TEXTE EXTRAIT.
>>>

BRÉSIL - La lutte pour la terre et les droits humains dans l’État du Paraná

Jelson Oliveira

lundi 1er avril 2002, mis en ligne par Dial

Le problème de la terre reste toujours sans solution au Brésil, tout au moins pour ceux qui en sont chassés... Les paysans sans terre sont nombreux dans l’État du Paraná, au sud du Brésil, et sont l’objet de répressions particulièrement dures et sanglantes. Jelson Oliveira, secrétaire exécutif de la Commission pastorale de la terre et coordinateur de la Commission dominicaine brésilienne Justice et paix, fait pour nous le point de la situation.

<<<

ENTRÉES À TRAITER.
>>>

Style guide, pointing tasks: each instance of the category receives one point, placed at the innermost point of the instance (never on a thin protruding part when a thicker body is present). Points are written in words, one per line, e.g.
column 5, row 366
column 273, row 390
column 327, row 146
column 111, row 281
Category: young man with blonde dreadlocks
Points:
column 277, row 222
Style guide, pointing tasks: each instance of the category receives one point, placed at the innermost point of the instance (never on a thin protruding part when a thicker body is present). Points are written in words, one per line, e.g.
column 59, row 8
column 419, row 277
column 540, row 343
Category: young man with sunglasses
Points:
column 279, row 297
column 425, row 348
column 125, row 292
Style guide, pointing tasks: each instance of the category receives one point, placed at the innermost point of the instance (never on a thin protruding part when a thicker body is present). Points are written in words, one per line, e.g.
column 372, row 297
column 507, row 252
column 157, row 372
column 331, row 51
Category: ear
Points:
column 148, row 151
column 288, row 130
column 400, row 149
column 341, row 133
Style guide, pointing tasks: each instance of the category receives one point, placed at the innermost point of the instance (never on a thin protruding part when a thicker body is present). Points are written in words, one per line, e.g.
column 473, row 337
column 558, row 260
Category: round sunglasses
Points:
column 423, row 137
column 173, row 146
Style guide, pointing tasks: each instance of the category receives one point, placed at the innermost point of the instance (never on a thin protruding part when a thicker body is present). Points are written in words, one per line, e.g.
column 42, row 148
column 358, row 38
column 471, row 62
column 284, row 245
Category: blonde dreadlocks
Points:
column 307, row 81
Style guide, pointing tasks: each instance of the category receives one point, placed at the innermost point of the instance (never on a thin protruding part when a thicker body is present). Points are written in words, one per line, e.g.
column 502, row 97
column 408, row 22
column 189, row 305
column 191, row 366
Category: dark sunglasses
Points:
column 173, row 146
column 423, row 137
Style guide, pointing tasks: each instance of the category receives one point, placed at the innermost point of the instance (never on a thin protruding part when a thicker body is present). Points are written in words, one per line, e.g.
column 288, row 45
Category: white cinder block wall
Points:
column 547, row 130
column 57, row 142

<<<

COURT EXERCICE 1. D'après le texte extrait, dans quel État du Brésil les paysans sans terre subissent-ils des répressions particulièrement dures et sanglantes ?
COURT EXERCICE 2. Veuillez présenter sous forme de tableau Markdown les lignes des entrées, en commençant au début des entrées et en terminant à la ligne qui contient « column 125, row 292 », ces deux lignes comprises. Utilisez les colonnes « n » pour le numéro de rang et « Ligne » pour la ligne, et omettez les lignes vides.

RÉPONSE 1. Dans l'État du Paraná, au sud du Brésil.

RÉPONSE 2.
| n | Ligne |
|---|---|
| 1 | Style guide, pointing tasks: each instance of the category receives one point, placed at the innermost point of the instance (never on a thin protruding part when a thicker body is present). Points are written in words, one per line, e.g. |
| 2 | column 5, row 366 |
| 3 | column 273, row 390 |
| 4 | column 327, row 146 |
| 5 | column 111, row 281 |
| 6 | Category: young man with blonde dreadlocks |
| 7 | Points: |
| 8 | column 277, row 222 |
| 9 | Style guide, pointing tasks: each instance of the category receives one point, placed at the innermost point of the instance (never on a thin protruding part when a thicker body is present). Points are written in words, one per line, e.g. |
| 10 | column 59, row 8 |
| 11 | column 419, row 277 |
| 12 | column 540, row 343 |
| 13 | Category: young man with sunglasses |
| 14 | Points: |
| 15 | column 279, row 297 |
| 16 | column 425, row 348 |
| 17 | column 125, row 292 |